**Things to do:**
- A) In the text on the album Tokyo '96, at which concert hall was the album recorded?
- B) Reproduce the passage of the Tokyo '96 text from "March–April 1996 Tour" to "in 16 days." word for word.

**Document extract:**
⁂

Tokyo '96 is a live album by American pianist Keith Jarrett's "Standards Trio" featuring Gary Peacock and Jack DeJohnette recorded in concert in March, 1996 at the Bunkamura Orchard Hall in Shibuya, Tokyo (Japan) and released on the ECM label in 1998.  Filmed footage of the concert was originally released as Trio Concert 1996 (by Image Entertainment in VHS and DVD formats).

To celebrate the 25th anniversary of the Standards Trio in 2008, ECM Records acquired rights to the filmed performance and released a double-DVD set called Live In Japan 93/96, which featured Trio Concert 1996 and another Trio film, Live at Open Theater East.

March–April 1996 Tour in Japan 
Tokyo '96 was recorded on March 30 during a tour in Japan where, according to www.keithjarrett.org, Jarrett's "Standard trio" performed 10 times in 16 days.

⁂

**Provided records:**
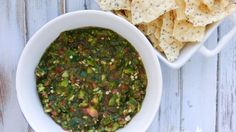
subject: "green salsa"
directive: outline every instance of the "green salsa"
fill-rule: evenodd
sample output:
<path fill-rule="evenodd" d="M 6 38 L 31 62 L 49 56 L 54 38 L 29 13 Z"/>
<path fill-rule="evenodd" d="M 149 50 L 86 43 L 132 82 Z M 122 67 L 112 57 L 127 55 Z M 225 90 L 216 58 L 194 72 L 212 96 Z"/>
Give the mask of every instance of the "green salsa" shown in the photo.
<path fill-rule="evenodd" d="M 135 48 L 117 33 L 95 27 L 62 32 L 35 74 L 44 111 L 71 132 L 124 127 L 139 112 L 147 87 Z"/>

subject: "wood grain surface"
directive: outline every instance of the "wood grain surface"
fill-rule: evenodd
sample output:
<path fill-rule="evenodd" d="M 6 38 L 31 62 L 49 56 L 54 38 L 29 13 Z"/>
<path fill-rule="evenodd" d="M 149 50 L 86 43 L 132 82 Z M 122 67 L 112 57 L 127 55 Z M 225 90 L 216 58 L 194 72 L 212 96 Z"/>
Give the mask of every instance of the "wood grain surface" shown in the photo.
<path fill-rule="evenodd" d="M 0 0 L 0 132 L 32 131 L 17 103 L 15 72 L 31 36 L 51 19 L 99 7 L 95 0 Z M 226 20 L 206 42 L 214 48 Z M 236 37 L 218 56 L 195 54 L 173 70 L 161 62 L 163 95 L 148 132 L 236 132 Z"/>

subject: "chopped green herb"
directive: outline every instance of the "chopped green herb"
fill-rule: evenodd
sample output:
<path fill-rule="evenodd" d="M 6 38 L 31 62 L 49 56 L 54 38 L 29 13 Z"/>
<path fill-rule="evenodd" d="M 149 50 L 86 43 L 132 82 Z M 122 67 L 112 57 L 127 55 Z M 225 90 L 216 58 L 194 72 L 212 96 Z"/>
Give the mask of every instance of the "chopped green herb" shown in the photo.
<path fill-rule="evenodd" d="M 102 28 L 65 31 L 36 71 L 44 111 L 69 132 L 113 132 L 139 112 L 147 77 L 131 44 Z"/>

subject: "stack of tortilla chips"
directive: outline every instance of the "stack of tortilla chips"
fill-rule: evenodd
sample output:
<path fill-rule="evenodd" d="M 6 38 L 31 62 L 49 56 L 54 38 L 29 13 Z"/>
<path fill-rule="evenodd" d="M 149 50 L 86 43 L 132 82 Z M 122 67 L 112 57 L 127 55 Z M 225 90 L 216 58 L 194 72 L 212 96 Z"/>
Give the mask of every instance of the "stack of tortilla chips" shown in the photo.
<path fill-rule="evenodd" d="M 234 0 L 98 0 L 136 25 L 166 58 L 175 61 L 181 49 L 200 42 L 206 27 L 236 11 Z"/>

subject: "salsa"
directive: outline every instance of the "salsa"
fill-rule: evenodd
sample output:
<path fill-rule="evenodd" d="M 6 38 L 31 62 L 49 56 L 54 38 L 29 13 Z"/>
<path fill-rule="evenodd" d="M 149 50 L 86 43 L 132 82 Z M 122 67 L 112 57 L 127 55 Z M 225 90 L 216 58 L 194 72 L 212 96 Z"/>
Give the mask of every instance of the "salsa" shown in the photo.
<path fill-rule="evenodd" d="M 62 32 L 35 74 L 44 111 L 70 132 L 124 127 L 139 112 L 147 87 L 135 48 L 117 33 L 96 27 Z"/>

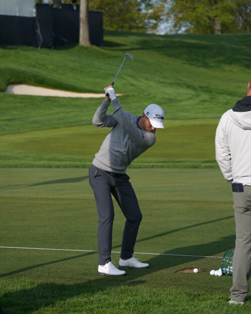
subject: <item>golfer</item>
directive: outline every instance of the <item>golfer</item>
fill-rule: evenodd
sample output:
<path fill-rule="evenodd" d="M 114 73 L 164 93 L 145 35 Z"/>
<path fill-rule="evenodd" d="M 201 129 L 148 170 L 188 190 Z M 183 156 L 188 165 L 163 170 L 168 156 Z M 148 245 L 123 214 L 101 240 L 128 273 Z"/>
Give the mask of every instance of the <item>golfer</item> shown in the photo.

⁂

**Responses in order:**
- A) The Bunkamura Orchard Hall in Shibuya, Tokyo.

- B)
March–April 1996 Tour in Japan 
Tokyo '96 was recorded on March 30 during a tour in Japan where, according to www.keithjarrett.org, Jarrett's "Standard trio" performed 10 times in 16 days.